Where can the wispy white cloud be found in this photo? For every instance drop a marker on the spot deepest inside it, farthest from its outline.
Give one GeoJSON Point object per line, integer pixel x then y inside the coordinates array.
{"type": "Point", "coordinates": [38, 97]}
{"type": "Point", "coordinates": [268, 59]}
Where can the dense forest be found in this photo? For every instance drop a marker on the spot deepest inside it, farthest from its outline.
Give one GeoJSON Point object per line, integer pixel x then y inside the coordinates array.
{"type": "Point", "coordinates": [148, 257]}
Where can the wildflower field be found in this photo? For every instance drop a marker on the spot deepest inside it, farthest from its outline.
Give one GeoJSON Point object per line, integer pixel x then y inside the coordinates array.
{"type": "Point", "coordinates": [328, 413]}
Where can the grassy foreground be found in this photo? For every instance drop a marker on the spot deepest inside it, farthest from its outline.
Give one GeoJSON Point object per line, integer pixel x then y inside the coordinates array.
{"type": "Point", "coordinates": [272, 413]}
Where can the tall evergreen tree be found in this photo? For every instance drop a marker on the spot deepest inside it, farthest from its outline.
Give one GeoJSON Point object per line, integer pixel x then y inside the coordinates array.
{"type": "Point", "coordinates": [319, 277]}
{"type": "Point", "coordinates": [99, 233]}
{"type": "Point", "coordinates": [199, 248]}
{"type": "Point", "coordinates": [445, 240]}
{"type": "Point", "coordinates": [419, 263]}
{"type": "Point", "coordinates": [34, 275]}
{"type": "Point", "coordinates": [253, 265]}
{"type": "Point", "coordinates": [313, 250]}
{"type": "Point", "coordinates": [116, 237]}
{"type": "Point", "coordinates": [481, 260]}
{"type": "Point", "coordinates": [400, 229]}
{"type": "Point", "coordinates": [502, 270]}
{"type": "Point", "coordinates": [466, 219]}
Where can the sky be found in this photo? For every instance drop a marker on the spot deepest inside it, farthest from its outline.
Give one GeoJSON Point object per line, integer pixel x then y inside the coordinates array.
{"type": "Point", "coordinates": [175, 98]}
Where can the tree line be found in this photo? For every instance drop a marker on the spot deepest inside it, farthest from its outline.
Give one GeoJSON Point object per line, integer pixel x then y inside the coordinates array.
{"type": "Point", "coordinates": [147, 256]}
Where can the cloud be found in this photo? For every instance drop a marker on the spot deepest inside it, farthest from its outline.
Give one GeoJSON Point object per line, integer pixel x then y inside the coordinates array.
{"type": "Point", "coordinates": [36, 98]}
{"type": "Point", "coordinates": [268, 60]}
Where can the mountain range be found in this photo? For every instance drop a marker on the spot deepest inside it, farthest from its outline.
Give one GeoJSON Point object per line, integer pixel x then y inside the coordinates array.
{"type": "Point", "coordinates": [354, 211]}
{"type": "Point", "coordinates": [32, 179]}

□ □ □ □

(WHAT TO WORK ON) Starting at the line that contains "Where can the sky" and ending at the last line above, write out every line again. Raise each coordinate number in the answers by 149, and leave all other text as it is.

(FINAL ANSWER)
Where can the sky be found in this photo? For every instance drop a marker on the spot deepest inside it, farthest from its outline.
Give one GeoJSON Point object per line, integer pixel x then y inside the coordinates array.
{"type": "Point", "coordinates": [324, 247]}
Where can the tree line be found in this photo? For every instance drop a marker on the spot deepest inside it, farthest from its outline.
Give one GeoJSON Point object per line, integer pixel x then y inside the coordinates array.
{"type": "Point", "coordinates": [296, 405]}
Where can the cloud be found in this photo? For every instance drop a marker on the spot deepest inside it, farthest from its outline.
Give one GeoJSON Point object per line, integer pixel x then y inside the coordinates array.
{"type": "Point", "coordinates": [185, 247]}
{"type": "Point", "coordinates": [417, 209]}
Where can the mountain range be found in this photo? For every instance drop a marker on the spot deepest inside it, farthest from its outline.
Give one GeoJSON Point object per line, integer pixel x then y inside the coordinates array.
{"type": "Point", "coordinates": [503, 360]}
{"type": "Point", "coordinates": [181, 328]}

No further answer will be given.